→ **Task to carry out**:
Update the records below by replacing every "photo" with "image" and leaving all other text as it is. Omit the pictures from your answer.

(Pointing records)
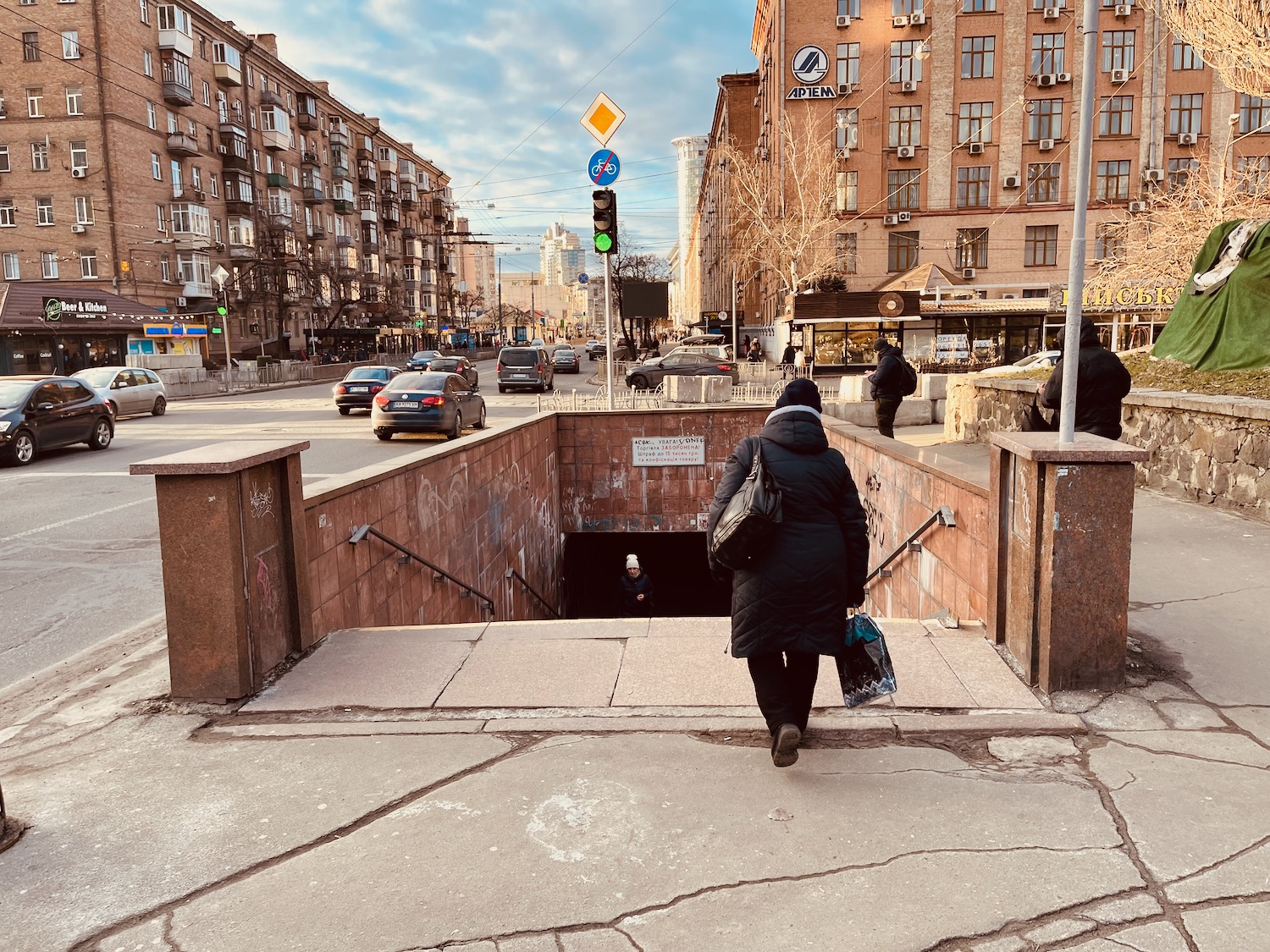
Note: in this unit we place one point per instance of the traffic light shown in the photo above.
(605, 216)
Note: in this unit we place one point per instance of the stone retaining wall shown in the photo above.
(1203, 448)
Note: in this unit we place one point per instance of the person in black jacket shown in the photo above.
(635, 593)
(790, 607)
(886, 386)
(1102, 383)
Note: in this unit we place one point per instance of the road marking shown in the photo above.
(78, 518)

→ **Exercise answer**:
Note: in this unit we place one point per instance of the traffic light shown in the image above.
(605, 216)
Note: in this unit we place one point per instance of the stone retaining wall shown in the image above.
(1203, 448)
Note: in this unit we place one point per instance of the person in black jacket shown in the image above.
(635, 593)
(790, 607)
(886, 386)
(1102, 383)
Note: in this unit we place one point per instance of the road marking shown in the image above.
(78, 518)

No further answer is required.